[Task requirements]
Locate each line in the entries below that contains the word "wall", and copy those lines out. Case counts, so only matches with the same capitalization qualify.

Entries from a pointing dataset
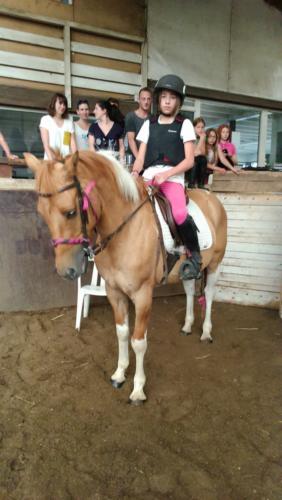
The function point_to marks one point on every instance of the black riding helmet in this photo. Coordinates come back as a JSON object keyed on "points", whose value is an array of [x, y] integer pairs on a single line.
{"points": [[173, 83]]}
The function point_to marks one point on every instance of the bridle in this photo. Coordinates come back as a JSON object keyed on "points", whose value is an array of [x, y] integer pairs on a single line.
{"points": [[84, 204]]}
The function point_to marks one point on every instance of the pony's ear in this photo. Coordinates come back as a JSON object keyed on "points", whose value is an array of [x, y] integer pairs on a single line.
{"points": [[32, 162], [74, 159]]}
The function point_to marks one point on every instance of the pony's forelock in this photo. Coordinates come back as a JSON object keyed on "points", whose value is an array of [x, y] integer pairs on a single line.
{"points": [[125, 181]]}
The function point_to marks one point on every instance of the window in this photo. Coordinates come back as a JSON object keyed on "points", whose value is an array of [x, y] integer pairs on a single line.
{"points": [[273, 151], [245, 124], [21, 131]]}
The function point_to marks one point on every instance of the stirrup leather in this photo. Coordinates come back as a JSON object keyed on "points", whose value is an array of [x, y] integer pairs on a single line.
{"points": [[190, 269]]}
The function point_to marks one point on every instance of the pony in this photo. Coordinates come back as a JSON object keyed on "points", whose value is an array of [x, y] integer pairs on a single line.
{"points": [[89, 194]]}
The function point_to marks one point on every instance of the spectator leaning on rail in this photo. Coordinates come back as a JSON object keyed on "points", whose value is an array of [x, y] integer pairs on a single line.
{"points": [[106, 133], [228, 148], [6, 148], [135, 119], [57, 131], [197, 175], [81, 127], [166, 151]]}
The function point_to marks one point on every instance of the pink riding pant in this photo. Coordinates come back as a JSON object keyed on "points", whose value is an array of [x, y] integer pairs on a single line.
{"points": [[175, 194]]}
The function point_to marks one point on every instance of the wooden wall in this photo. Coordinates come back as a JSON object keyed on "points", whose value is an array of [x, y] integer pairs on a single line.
{"points": [[88, 49], [251, 272]]}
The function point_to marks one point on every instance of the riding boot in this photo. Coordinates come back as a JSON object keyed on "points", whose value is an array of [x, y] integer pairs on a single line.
{"points": [[191, 267]]}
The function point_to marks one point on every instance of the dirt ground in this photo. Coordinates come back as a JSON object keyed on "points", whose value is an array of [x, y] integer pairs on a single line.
{"points": [[211, 428]]}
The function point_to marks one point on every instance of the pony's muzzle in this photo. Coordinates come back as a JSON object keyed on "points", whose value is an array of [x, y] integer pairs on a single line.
{"points": [[72, 264]]}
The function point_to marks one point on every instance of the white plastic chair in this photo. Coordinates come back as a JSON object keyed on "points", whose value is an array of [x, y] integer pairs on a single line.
{"points": [[96, 287]]}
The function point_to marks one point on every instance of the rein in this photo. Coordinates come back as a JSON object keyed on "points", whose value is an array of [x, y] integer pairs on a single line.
{"points": [[84, 204]]}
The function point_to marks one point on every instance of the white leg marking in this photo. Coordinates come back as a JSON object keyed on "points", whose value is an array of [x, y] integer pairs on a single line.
{"points": [[123, 359], [209, 293], [139, 347], [189, 287]]}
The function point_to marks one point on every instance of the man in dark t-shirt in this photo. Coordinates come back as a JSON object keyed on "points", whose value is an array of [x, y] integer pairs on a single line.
{"points": [[135, 119]]}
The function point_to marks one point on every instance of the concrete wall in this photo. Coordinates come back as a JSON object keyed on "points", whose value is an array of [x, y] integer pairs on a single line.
{"points": [[227, 45]]}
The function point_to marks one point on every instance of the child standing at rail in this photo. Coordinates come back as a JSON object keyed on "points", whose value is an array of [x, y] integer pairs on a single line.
{"points": [[57, 131], [167, 151], [6, 148], [228, 148]]}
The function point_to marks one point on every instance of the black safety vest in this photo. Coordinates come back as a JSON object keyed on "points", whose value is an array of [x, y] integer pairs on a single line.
{"points": [[165, 145]]}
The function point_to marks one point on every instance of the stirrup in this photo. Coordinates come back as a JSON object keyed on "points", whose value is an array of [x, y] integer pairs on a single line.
{"points": [[190, 270]]}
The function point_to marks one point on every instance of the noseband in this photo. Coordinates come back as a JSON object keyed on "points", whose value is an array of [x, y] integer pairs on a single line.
{"points": [[84, 204]]}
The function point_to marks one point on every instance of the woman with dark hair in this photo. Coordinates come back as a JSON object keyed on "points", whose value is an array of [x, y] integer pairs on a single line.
{"points": [[197, 175], [106, 133], [56, 130]]}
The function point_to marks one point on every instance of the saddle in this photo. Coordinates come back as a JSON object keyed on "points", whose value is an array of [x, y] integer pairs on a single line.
{"points": [[165, 209]]}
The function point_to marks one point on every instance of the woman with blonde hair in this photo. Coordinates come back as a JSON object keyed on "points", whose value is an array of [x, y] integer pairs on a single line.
{"points": [[56, 130]]}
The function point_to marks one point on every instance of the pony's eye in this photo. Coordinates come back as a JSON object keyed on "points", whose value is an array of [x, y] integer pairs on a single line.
{"points": [[70, 214]]}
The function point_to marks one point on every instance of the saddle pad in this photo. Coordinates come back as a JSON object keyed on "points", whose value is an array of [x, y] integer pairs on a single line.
{"points": [[204, 234]]}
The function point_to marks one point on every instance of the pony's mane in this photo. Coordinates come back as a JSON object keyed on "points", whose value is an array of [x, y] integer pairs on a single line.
{"points": [[126, 183]]}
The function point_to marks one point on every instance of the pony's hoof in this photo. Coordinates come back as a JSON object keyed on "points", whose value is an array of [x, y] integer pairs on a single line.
{"points": [[136, 402], [115, 384], [185, 334], [208, 340]]}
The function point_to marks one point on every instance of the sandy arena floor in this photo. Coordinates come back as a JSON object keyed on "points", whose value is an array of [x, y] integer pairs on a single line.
{"points": [[211, 429]]}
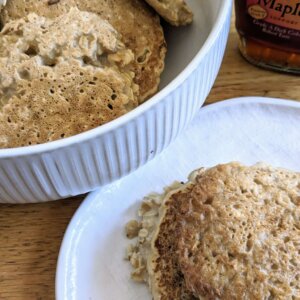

[Final result]
The function point_to marks one point on every instance of the wooden wall in this photo. Coordinates come back as a JSON object keyed on "points", whose value is an array of [x, y] integer pairs on a single line.
The function point_to marks one point on every instance of the concrete wall in this photo. Coordinates come back as a JSON object keyed on "points", whose value is an array of [x, y] integer pairs on a single line.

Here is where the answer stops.